Aim of the exercise — Reproduce all of the items below with "innermost spot" swapped out for "central point" wherever it occurs, leaving every other character unchanged.

Extracted material —
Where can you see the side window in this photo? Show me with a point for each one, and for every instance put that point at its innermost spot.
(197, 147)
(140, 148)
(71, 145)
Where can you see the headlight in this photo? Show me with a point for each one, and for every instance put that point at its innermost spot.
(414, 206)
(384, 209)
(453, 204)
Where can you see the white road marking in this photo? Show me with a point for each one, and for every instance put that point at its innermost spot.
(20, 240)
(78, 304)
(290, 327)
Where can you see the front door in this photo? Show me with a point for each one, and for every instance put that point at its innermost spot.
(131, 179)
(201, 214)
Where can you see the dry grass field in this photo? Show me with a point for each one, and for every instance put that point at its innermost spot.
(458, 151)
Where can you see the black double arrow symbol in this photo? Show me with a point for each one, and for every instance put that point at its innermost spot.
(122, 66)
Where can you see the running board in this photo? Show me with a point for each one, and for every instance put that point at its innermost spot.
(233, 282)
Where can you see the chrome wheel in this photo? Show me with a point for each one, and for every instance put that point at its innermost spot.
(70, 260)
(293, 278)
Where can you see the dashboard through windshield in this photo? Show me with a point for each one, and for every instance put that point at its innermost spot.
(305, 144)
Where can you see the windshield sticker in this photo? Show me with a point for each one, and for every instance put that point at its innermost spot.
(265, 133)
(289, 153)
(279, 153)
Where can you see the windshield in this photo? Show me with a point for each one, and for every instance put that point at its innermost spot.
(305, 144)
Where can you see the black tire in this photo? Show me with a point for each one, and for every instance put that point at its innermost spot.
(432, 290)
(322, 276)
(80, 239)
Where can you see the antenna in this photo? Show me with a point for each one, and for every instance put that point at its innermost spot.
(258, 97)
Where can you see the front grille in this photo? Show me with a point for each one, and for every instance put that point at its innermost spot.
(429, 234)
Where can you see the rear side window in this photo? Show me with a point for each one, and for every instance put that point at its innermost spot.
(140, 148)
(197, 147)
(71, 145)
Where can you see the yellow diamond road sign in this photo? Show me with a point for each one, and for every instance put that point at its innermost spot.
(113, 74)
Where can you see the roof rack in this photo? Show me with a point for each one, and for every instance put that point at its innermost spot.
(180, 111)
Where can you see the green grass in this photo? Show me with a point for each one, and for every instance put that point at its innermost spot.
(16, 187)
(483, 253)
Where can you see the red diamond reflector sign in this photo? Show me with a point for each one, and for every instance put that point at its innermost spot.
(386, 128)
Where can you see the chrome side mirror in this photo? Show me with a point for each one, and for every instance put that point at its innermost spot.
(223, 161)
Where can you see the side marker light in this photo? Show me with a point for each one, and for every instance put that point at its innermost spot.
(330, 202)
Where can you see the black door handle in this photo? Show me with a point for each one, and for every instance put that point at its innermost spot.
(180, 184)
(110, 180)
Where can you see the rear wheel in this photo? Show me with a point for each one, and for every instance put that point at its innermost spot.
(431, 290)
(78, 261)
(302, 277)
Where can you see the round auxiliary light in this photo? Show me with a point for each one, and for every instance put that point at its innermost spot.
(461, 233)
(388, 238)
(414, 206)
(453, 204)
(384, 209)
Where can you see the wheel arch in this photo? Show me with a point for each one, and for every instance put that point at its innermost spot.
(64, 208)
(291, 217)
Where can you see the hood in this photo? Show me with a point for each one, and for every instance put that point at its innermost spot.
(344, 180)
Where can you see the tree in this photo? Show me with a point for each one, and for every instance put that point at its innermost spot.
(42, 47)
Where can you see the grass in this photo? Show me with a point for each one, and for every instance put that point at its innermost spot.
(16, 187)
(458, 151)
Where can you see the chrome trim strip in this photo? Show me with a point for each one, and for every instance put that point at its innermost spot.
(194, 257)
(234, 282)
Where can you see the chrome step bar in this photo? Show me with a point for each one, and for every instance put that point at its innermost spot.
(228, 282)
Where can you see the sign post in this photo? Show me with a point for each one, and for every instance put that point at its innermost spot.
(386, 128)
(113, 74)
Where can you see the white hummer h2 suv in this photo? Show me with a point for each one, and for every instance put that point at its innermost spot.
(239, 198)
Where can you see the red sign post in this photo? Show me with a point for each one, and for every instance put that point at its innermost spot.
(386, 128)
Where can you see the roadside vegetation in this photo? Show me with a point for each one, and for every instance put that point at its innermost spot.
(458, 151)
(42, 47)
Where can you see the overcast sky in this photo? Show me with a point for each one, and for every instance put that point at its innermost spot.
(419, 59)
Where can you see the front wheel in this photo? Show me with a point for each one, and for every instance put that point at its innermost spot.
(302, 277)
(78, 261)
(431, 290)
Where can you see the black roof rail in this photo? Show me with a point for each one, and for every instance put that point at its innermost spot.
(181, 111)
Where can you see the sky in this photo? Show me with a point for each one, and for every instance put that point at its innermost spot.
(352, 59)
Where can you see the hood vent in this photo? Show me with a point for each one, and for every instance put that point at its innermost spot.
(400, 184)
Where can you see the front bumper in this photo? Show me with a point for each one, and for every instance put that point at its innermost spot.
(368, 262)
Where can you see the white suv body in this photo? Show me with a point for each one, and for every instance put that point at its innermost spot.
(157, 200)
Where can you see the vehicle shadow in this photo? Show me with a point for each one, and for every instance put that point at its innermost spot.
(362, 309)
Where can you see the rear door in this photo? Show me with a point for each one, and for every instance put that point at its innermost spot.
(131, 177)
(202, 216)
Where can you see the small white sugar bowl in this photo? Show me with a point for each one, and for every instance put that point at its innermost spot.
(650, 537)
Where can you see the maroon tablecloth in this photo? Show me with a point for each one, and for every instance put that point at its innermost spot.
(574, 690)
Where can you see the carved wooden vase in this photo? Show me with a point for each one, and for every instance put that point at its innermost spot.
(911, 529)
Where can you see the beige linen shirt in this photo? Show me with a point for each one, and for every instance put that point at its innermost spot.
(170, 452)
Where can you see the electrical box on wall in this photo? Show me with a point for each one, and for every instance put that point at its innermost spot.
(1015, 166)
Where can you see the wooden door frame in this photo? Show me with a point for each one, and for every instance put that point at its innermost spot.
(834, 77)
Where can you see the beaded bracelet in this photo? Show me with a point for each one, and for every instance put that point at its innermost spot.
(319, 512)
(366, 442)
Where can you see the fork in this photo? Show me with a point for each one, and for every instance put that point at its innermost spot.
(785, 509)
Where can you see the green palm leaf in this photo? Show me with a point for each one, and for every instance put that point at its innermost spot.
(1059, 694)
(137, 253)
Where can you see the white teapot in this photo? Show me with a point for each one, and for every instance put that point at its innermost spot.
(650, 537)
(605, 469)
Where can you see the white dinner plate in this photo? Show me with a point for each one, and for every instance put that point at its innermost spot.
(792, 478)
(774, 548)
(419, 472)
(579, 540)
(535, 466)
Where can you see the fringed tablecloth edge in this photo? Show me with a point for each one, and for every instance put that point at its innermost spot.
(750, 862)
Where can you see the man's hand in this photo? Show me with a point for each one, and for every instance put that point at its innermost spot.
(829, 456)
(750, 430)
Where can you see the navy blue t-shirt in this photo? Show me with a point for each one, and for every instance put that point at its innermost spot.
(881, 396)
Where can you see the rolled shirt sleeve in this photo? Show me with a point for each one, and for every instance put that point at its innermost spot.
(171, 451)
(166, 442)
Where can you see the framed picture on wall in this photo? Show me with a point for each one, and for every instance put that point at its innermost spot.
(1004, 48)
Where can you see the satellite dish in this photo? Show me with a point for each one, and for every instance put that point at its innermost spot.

Complete response —
Where can you see the side window in this photo? Show me with a point for each one, and for every instance put that point at its central point.
(197, 147)
(140, 148)
(71, 145)
Where can you see the headlight in this photo? Show me with a point for each one, and for every instance put that point at its central point.
(414, 206)
(384, 209)
(453, 204)
Where can you see the white road marking in this photo? Show me with a point for each one, and for every instance put that point at its central point.
(20, 240)
(78, 304)
(290, 327)
Where can you see the front door in this photo? Show me with a point for each one, and for every instance put that point at its central point.
(131, 179)
(201, 214)
Where can you see the dry grass field in this photo? Show me with a point for each one, and for every instance put that point at its central point.
(458, 151)
Where can you see the black double arrow symbol in this photo? Show me with a point for each one, and for every instance put that point at its central point.
(122, 66)
Where can you see the running board in this photo? Show me with a point for each one, and for every instance put that point at its central point.
(233, 282)
Where can you see the chrome wheel in this photo? Show me with a point for each one, and for every instance put that point at its central point.
(70, 260)
(293, 278)
Where can you see the dashboard through windshield in this photo? Show me with a point for each one, and for every instance put that point at its central point.
(305, 144)
Where can you see the windshield sticker in this photo? Show me with a point for each one, and for every instance put that point at its central point.
(265, 133)
(289, 153)
(279, 153)
Where can you see the windshield in this photo? Show me with a point for each one, and for every instance put that point at its central point.
(305, 144)
Where can you see the black tire in this photo? Show me with a point for each one, and for every instance put that point at its central point.
(432, 290)
(322, 276)
(80, 239)
Where can you see the antenna in this photo? Show me with a point for each one, and for every instance put that point at its central point.
(258, 97)
Where can you see the front grille in this photo? Show me with a point for each one, and for every instance put that point at its central point.
(429, 234)
Where can you see the rear side window in this photo? Show me with a point for each one, and for every instance put that point at its central point.
(140, 148)
(197, 147)
(71, 145)
Where can you see the yellow diamond road sign in this photo? Show me with a point for each one, and for every instance put that point at its central point.
(113, 74)
Where can you see the roof rack in this photo? Show me with a point for each one, and for every instance put that point at its central point.
(180, 111)
Where can you see the green grass in this photo? Show me with a point for each one, and for every instance put that point at its central point.
(16, 187)
(483, 253)
Where can you see the red diamond reflector sign in this photo? Show me with a point for each one, and for every instance put that point at its central point.
(386, 128)
Where can you see the chrome side mirror in this photo? Show me with a point for each one, and for every instance put that point at its central point.
(223, 161)
Where can you see the side marker light in this photo? Show me with a point for each one, and for every instance put that point at its central point.
(330, 202)
Where can you see the black door handle in this photo? Show me with a point for each one, and for every instance put that point at its central point.
(180, 184)
(110, 180)
Where can you see the rear wheel in this photo? Show me with a point for each one, and for every instance put that point at its central point.
(431, 290)
(78, 261)
(302, 277)
Where can you see the round auxiliary light in this photo? Show me with a point for each one, and for every instance put that point at its central point.
(461, 233)
(388, 238)
(414, 206)
(453, 204)
(384, 209)
Where can you see the wheel arch in this photo? Show me with a point for each one, and for every instance put that point at its central point.
(64, 208)
(291, 217)
Where can you see the hood in this photo? Show me with a point for each one, and for every instance put that point at its central point.
(344, 180)
Where can you see the tree in this photo? Show me with a point for each one, and for every instance put that point at its central point.
(42, 47)
Where can you see the grass in this photo? Show me with a point for each one, and for every instance put that point at its central point.
(16, 187)
(458, 151)
Where can you see the chrome trim strip in this photo? Show me with a point for each one, and for every instance put that point at its central point.
(194, 257)
(234, 282)
Where can you see the chrome step bar in this photo? Show me with a point for each one, and for every instance put that point at its central point.
(228, 282)
Where can you see the sign post in this photo? Show me with a point for each one, and for every instance put that point at its central point.
(386, 128)
(113, 74)
Where can you see the white hummer h2 suv in this photo? Show me with a point for each one, and for every instance put that point at its central point.
(239, 198)
Where can you see the red sign post in this photo? Show me with a point for each one, and for every instance put that point at its central point.
(386, 128)
Where can you see the roadside vegetation in this photo? Show me with a point for each one, and for every instance put that point at its central point.
(458, 151)
(42, 47)
Where can you see the overcast sky in this photo? Show me with a point for each one, and for every instance put that point at its central point.
(419, 59)
Where can you see the front wheel in this photo? Show me with a point for each one, and for every instance put that point at its central point.
(302, 277)
(78, 261)
(431, 290)
Where can you see the black roof rail in this photo? Show me with a point for each one, and for every instance put that point at its central point.
(181, 111)
Where can you see the sky in this photo? Show me with a point for each one, and for every instance put that point at its central point.
(352, 59)
Where can you see the hood vent in this photo? Show me with a point for each one, and for every instance put that point at its central point.
(400, 184)
Where can you see the front bumper in this photo? Show me with a point for each one, and for every instance put that point at its central point.
(368, 262)
Where can you see the white suv body in this photo? Show me with a point for each one, and for every instance put that point at its central point.
(157, 200)
Where can you see the vehicle shadow in this photo? Show me with a point for each one, and for every instance put that point at its central point.
(362, 309)
Where can you see the rear door in this photo? Show me with a point for each one, and for every instance put that point at its central point.
(131, 177)
(202, 216)
Where can you see the small white sugar bowl in this photo? Show me with a point for each one, and for every instance put that point at its central point.
(650, 537)
Where can you see the maroon tablecloth in this photo? Show me with a point for each one, and for every instance put that point at its central point.
(574, 690)
Where can you see the carved wooden vase in this photo? Show me with a point for each one, and for every instance put that point at its central point.
(911, 529)
Where can you see the beige linen shirt in this photo? Show me with a point for each one, and for every instance put that point at its central point.
(170, 452)
Where can you see the electrical box on wall in this photo? Show me with a point for each one, and for every instance put that point at its central point.
(1015, 166)
Where can you see the wooden door frame in this photo? Show me with a point for each one, and for every instance put that point at its central point.
(834, 77)
Where can you see the beaded bracelet in this photo? Show me with a point for each one, and for every instance put that point at its central point.
(319, 512)
(366, 442)
Where can you see the fork in this photo? Show me with a point for each one, and for every instance put that point at its central point.
(785, 509)
Where can you see the green palm leaf in this photo? Show me with a point for each one, and for every instance put that point at its central point.
(1059, 694)
(137, 253)
Where can you see the white teapot in this photo? Show me with a point for each one, and for every instance put that point at its central point.
(650, 537)
(605, 469)
Where can you see the white dinner plate in this photo? Show me with a point for each one, and for every instance put that point at its central point.
(792, 478)
(774, 548)
(419, 472)
(579, 540)
(535, 466)
Where can you see the fringed tablecloth edge in this photo? Show me with a point for each one, and for every instance put that point at its central point.
(750, 862)
Where can you see the man's hand in this photo? Show me with a point for each one, and for every instance put that point at its central point.
(829, 456)
(750, 430)
Where can you see the navy blue t-shirt in this photo? Show me with a point for each one, and for every instance put that point at its central point.
(881, 396)
Where can you see the rolled shirt sleeve in this photo? Show me with a point for each one, and for every instance put that point at its central point.
(171, 451)
(166, 442)
Where can you see the framed picture on wall in this photo? Show me with a point for each one, and for every instance put that point at its central point.
(1004, 48)
Where can you see the satellite dish in this photo? Show me with a point for each one, and for every instance put that point at its central point.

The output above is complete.